Location labeling entries
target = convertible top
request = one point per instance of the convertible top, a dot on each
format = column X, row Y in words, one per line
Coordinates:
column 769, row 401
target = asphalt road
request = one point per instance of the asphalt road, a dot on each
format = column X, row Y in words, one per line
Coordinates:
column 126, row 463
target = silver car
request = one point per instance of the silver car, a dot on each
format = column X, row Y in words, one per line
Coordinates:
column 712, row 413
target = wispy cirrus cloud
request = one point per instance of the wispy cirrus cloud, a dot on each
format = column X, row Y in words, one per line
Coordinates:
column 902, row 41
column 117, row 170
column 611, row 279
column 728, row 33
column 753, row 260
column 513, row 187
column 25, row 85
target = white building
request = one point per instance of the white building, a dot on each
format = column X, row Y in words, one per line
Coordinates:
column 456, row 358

§ To be done: Reproduce every entry above verbatim, line for line, from the first to the last.

§ The output:
target = convertible top
request = one point per instance of the convertible top, a dot on each
format = column X, row Y in words, one per line
Coordinates:
column 769, row 401
target = asphalt road
request = one point per instance of the asphalt road, a dot on each
format = column X, row Y in words, one per line
Coordinates:
column 126, row 463
target = silver car
request = one point per instance of the silver car, a dot on each
format = column X, row Y in words, one per line
Coordinates:
column 712, row 413
target = wispy cirrus cloud
request = one point per instance of the wispy cirrus cloud, a dot on each
format = column X, row Y in words, one per line
Coordinates:
column 902, row 41
column 117, row 170
column 611, row 279
column 728, row 33
column 753, row 260
column 513, row 187
column 25, row 85
target = white building
request = one point per instance of the white building, a dot on each
format = column X, row Y in words, one per line
Coordinates:
column 456, row 358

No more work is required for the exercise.